Working in an LA fashion show!

Just came home. It’s 1pm now and I won’t have class till 3pm so I’m just gonna write about what happened this morning🙂

So basically, my school has this wonderful student portal where all the job listings are posted. I found this job opening in a fashion show that was being held here in downtown LA, and it was perfect since I don’t drive yet at the moment. It was the Directives West Fall’10 fashion show which was a combination of different brands.

The call time was 7:30am, but I really don’t mind waking up at 5:30am since it was my first time to work in a real fashion show and I was excited. Yay🙂

Basically I was a dresser. I was assigned a model and a rack of clothes with around 6 looks. The rack has a huge board which states the description and the order of each garment and accessory for each look. So my job was to help the model get dressed in between her walks and to make sure that her looks are in order.

Challenge: Reproduce word for word the part of the fashion show post that begins with the words containing "So basically, my" and ends with "of different brands.". The lines that come next have nothing to do with the fashion show post.

Supplied entries:
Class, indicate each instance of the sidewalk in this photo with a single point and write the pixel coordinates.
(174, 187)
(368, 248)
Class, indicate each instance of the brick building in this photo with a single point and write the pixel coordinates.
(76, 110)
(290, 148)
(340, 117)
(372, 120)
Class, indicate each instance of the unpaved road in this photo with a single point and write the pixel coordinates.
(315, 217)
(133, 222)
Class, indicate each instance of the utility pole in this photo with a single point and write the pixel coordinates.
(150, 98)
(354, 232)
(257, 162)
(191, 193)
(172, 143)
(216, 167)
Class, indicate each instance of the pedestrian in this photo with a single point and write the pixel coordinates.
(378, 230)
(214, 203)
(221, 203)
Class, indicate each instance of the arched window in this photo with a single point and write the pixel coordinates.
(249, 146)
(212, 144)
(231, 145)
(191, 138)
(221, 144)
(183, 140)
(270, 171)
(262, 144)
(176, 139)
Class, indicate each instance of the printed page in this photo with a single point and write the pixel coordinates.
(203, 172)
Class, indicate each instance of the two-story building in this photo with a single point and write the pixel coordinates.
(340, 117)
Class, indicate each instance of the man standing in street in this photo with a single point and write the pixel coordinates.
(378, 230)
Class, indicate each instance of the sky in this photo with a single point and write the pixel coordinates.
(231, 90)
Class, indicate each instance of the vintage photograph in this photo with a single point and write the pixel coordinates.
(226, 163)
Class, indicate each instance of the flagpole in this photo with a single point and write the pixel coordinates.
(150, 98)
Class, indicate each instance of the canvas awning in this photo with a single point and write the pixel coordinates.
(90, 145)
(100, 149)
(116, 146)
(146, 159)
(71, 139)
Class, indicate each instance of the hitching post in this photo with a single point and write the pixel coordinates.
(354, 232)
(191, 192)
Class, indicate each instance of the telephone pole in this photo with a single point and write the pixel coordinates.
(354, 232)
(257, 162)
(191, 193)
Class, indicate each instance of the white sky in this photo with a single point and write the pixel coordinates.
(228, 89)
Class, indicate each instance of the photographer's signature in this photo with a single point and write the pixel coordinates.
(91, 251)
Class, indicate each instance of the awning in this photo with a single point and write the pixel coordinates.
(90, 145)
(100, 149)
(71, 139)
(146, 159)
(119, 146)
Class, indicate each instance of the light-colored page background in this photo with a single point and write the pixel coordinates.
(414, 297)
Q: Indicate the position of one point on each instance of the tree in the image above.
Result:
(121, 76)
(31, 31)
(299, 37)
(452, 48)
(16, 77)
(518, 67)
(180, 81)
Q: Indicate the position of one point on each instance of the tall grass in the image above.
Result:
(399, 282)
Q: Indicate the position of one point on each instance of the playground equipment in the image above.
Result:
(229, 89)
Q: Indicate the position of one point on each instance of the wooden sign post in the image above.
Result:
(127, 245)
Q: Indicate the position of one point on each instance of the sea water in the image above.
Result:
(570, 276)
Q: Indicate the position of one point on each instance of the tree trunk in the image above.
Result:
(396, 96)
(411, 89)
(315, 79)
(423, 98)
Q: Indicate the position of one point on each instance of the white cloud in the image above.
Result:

Written solution:
So basically, my school has this wonderful student portal where all the job listings are posted. I found this job opening in a fashion show that was being held here in downtown LA, and it was perfect since I don’t drive yet at the moment. It was the Directives West Fall’10 fashion show which was a combination of different brands.